__TEXT PROVIDED__.
Global function to exract the keywords of a corpus, using all previous function.

In [55]:
def listToDict(listToConvert):
  resultingDict = {}
  for item in listToConvert:
    resultingDict[item[0]] = [item[1], item[2]]
  return resultingDict

def getKeywordsFromCorpus(corpus):
  """
  Extract the most general and most essential keywords from a corpus.

  Parameters:
  corpus (list[string]): list of text documents

  Returns:
  dict{string: list[float, list[set(int), float]]}: dict of kw as {kw: infos}
  """
  keys_dict = {}           # dict of all keywords
  topKeys_dict = {}        # dict of top keywords
  maxKeywords = 100

  for textId in range(len(corpus)):
    text = corpus[textId]

    # Extract matrix and indexes of keywords for the current text
    k, m, i = extractInfoKeywords(extractWords(text, textId))
    # k = list of keywords
    # m = matrices
    # i= list of string (word-indexing list)

    # Get, for each keyword, its score.
    bestKeywordsForThisDoc = sorted(
            score(m, k, i).items(),
            key=lambda item: item[1],
            reverse=True)

    # Create the all keywords dict and top-keywords dict
    numberOfKeywordsPassed = 0
    for kw, score_value in bestKeywordsForThisDoc:
      kw_string = ''.join(kw)
      if kw_string in list(keys_dict.keys()):
        if not textId in list(keys_dict[kw_string]):
          keys_dict[kw_string][0].add(textId)
          # Add the kw to top list if not full
          if kw_string in topKeys_dict:
            if numberOfKeywordsPassed < maxKeywords:
              topKeys_dict[kw_string][0].add(textId)
            else:
              topKeys_dict[kw_string] = [set([textId]), score_value]
            numberOfKeywordsPassed+=1

      else:
        keys_dict[kw_string] = [set([textId]), score_value]
        # Add the kw to top list if not full
        if kw_string in topKeys_dict:print(kw_string)
        if numberOfKeywordsPassed < maxKeywords:
          topKeys_dict[kw_string] = [set([textId]), score_value]
          numberOfKeywordsPassed+=1

  # Compute the generality score and essentiality score
  genKeywords = generality(keys_dict, topKeys_dict)

__INFORMATION GIVEN__.

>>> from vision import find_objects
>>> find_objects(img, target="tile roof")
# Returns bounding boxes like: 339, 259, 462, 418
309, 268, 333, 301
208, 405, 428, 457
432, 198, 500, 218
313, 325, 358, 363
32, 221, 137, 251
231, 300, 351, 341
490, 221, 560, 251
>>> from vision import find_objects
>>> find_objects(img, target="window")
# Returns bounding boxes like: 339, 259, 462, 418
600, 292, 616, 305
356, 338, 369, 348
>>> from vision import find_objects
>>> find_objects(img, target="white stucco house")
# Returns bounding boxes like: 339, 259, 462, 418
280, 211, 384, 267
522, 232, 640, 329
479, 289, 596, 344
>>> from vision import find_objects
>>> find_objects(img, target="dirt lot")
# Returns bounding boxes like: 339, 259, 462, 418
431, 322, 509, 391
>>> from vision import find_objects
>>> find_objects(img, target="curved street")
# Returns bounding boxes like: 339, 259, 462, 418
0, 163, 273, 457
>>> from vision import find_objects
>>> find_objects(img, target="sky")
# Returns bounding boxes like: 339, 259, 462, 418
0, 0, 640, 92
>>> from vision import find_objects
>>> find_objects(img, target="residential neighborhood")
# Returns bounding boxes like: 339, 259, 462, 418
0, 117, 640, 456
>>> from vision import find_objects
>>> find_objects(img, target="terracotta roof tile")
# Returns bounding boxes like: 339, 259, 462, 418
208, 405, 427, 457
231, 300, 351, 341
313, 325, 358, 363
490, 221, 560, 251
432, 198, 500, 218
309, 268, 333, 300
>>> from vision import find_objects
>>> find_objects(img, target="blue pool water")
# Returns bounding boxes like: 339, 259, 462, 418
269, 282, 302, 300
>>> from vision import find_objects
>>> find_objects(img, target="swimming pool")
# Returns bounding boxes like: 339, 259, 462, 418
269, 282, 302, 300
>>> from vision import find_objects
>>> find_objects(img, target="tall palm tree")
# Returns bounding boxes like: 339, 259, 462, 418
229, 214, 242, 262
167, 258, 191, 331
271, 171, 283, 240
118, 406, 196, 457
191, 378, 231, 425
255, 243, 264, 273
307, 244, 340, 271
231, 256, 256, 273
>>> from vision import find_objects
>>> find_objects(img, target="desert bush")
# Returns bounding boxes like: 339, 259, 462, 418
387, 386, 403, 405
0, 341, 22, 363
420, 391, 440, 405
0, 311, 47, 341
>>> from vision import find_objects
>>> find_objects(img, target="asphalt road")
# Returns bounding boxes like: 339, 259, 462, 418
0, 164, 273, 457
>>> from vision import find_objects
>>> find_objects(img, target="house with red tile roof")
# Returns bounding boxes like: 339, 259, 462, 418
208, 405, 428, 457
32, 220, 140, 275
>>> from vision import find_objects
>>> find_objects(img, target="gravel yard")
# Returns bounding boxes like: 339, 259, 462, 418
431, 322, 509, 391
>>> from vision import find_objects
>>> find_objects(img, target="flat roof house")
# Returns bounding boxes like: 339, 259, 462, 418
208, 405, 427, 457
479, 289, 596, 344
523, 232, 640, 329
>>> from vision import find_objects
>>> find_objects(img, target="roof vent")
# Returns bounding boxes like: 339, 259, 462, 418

__WHAT IS NEEDED__. Decide whether each statement agrees with the keyword-extraction code, and answer yes or no, quoting the code's deciding words. (a) In getKeywordsFromCorpus, maxKeywords is set to 100. (b) The corpus parameter is described as a list of text documents. (c) The docstring says the function returns a list. The records are separate material and do not belong to the text.

__RESULT OF THIS TASK__.
(a) Yes: "maxKeywords = 100"
(b) Yes: "corpus (list[string]): list of text documents"
(c) No: "dict{string: list[float, list[set(int), float]]}: dict of kw as {kw: infos}"